GIVEN PASSAGE:
Continuing the Crook County News Since 1884
Notes from an Uprooted Englishwoman
Wasn’t that a fun bout of flu that’s been making its way round town? I’d almost forgotten about normal coughs and sneezes that don’t have anything to do with a pandemic but, as it turns out, I’d have been fine with them staying away.
The only positive outcome of shivering under a blanket for the better part of a week was that I made an exciting new discovery.
Well, it was new to me, at least.
For the last decade, I’ve worn ear plugs to ensure I get a decent amount of sleep. Once I’m fully under, not even a herd of stampeding buffalo could wake me, but at either end of my sleep cycle I’m as sensitive as the princess was about her pea.
Because my husband quite liked the idea of not having to lie silent and motionless until he was sure I’d dropped off, I took action in the form of little pieces of foam that block out unexpected noise.
Unfortunately, this particular flu had a side effect: it made my face noisy.
Thanks to the cough and the blocked nose, the interior of my head was making endless gurgles and whistles and snuffles. Because I was wearing ear plugs, I was trapping all this inside my personal noise bubble.
There was no escape. It was all I could hear, and it was a succession of the most aggravating sounds I can imagine. I was, quite simply, driving myself insane.

Dataset entries:
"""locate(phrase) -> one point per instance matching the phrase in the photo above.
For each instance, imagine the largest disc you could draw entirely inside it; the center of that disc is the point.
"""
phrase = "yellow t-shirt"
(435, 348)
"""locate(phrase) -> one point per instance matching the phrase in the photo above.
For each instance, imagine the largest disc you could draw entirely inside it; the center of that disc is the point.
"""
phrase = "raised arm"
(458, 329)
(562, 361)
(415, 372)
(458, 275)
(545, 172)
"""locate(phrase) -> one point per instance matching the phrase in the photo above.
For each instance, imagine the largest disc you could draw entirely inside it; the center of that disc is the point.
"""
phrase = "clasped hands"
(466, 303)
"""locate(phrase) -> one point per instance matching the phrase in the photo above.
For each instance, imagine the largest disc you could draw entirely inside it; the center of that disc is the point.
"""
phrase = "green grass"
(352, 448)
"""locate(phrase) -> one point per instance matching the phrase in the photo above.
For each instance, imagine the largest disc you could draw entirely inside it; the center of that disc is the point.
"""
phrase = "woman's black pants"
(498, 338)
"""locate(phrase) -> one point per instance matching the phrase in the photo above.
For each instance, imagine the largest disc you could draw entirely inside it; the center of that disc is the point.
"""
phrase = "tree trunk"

WORK INSTRUCTIONS:
Summarize the column above in two sentences.

SOLUTION TO THE PROBLEM:
The writer spent most of a week sick with the flu going around town and made a new discovery during it. The cough and blocked nose filled the writer's head with gurgles, whistles, and snuffles, and the ear plugs worn for sleep trapped those sounds inside until the writer felt driven insane.